» What to do:
Render everything from the line containing "overcast sky -> outline every instance" down through the end of the items as a Markdown table with the columns No. and Line, numbering each row and leaving out blank lines.

## Begin Data rows

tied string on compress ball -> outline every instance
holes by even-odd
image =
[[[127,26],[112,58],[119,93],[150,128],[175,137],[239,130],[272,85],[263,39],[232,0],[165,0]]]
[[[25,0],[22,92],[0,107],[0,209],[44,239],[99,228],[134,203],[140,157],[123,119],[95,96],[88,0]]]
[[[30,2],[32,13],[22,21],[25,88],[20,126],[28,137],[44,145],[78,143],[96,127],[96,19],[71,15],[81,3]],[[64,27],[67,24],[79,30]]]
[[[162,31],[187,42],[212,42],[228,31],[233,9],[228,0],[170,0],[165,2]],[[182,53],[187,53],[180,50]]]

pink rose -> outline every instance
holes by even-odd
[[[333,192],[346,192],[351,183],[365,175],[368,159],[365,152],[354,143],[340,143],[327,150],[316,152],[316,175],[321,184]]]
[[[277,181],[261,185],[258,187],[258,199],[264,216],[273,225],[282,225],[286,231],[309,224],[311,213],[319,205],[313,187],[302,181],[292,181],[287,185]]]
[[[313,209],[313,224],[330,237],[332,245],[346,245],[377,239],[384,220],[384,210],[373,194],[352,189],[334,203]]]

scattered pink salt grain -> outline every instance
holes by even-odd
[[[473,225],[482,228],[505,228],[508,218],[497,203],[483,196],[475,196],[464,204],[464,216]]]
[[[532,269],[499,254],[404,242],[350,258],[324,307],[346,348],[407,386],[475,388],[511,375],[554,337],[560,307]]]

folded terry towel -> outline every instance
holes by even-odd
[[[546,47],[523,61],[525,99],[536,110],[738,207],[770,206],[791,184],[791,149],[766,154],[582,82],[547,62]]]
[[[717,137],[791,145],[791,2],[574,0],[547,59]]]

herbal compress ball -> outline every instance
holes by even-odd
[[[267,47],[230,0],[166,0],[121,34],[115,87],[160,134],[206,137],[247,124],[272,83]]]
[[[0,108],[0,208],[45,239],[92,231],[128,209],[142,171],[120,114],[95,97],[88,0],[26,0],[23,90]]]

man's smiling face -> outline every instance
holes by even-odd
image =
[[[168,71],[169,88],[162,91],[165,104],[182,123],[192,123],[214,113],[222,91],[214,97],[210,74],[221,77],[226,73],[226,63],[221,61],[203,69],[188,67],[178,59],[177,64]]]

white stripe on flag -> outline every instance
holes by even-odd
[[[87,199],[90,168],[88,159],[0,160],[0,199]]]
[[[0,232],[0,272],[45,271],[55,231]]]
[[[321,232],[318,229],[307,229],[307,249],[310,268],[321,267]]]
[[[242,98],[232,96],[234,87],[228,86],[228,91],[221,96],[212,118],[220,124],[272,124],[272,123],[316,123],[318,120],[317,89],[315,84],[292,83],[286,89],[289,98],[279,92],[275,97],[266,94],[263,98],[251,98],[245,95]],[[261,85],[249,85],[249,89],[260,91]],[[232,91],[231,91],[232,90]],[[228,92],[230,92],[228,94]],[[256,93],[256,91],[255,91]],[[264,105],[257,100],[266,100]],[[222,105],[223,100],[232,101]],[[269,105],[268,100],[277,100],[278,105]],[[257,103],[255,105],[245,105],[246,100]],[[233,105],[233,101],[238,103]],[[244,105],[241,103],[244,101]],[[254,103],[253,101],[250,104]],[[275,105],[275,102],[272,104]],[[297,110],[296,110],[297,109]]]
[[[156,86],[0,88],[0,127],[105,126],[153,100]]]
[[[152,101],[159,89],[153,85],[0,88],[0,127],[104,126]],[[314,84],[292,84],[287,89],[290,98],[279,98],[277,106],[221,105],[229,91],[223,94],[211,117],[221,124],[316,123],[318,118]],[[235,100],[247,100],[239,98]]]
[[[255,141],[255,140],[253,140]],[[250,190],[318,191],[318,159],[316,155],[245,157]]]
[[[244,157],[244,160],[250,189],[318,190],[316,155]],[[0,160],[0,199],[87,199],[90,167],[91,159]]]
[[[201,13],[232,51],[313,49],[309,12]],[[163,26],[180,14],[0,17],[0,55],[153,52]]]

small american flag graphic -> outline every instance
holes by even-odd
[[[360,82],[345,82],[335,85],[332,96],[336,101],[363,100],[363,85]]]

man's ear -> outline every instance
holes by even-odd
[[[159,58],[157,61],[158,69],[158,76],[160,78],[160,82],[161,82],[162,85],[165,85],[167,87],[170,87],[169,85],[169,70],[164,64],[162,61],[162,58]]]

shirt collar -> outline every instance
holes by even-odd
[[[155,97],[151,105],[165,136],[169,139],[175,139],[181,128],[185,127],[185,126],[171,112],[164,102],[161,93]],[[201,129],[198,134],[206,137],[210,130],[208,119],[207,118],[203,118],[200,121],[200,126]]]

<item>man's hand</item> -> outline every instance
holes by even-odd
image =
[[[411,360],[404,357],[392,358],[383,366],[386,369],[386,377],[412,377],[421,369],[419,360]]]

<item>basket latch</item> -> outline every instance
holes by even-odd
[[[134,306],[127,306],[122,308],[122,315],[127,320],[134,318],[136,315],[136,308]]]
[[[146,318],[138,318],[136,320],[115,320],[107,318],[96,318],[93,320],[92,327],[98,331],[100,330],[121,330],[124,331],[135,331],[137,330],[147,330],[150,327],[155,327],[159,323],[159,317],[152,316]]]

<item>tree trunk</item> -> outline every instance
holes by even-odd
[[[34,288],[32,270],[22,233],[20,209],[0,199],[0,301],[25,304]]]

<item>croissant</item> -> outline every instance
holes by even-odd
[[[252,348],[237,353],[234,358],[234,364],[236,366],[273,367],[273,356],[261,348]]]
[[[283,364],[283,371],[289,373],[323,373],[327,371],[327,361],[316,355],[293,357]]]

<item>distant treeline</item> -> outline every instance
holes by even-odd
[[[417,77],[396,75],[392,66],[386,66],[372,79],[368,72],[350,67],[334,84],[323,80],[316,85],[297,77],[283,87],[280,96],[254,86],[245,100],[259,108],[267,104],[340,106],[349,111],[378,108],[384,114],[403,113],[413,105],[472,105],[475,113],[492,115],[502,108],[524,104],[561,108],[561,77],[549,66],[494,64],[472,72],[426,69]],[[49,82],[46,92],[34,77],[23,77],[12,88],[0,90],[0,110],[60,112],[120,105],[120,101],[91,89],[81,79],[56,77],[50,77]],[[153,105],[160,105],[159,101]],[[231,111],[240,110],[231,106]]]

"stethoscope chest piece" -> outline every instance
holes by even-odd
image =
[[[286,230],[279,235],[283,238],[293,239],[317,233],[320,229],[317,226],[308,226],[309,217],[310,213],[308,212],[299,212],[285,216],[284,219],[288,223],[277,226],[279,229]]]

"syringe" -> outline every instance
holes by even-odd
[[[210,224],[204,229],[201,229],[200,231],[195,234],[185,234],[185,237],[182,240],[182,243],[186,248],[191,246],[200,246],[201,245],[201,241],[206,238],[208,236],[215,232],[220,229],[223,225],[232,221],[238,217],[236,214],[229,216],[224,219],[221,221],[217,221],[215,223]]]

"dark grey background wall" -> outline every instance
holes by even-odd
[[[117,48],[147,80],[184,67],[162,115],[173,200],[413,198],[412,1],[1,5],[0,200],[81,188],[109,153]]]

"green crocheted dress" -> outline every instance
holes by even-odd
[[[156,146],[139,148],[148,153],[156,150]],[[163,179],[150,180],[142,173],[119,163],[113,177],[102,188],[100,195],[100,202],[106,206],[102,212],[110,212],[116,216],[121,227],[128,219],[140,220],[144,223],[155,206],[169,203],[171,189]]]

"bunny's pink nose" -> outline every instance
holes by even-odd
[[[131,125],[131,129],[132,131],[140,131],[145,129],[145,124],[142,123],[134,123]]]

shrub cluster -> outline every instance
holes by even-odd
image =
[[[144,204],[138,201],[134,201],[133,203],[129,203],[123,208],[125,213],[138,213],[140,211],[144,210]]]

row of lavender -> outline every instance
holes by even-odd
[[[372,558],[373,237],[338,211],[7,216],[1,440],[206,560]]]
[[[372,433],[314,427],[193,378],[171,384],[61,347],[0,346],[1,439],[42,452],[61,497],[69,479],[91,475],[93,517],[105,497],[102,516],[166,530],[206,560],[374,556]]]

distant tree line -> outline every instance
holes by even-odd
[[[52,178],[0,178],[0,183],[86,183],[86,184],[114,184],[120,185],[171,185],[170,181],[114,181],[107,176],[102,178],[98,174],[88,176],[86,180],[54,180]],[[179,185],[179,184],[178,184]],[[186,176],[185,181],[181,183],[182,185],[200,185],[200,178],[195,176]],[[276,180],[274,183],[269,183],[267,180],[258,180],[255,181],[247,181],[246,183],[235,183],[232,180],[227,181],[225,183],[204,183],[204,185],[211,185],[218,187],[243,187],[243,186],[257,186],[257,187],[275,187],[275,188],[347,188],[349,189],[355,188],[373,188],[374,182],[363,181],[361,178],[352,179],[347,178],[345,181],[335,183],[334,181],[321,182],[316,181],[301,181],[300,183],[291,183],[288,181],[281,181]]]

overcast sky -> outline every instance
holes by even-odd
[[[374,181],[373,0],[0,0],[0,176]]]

## End Data rows

» Full response:
| No. | Line |
|---|---|
| 1 | overcast sky -> outline every instance |
| 2 | holes by even-odd |
| 3 | [[[374,181],[373,0],[0,0],[0,176]]] |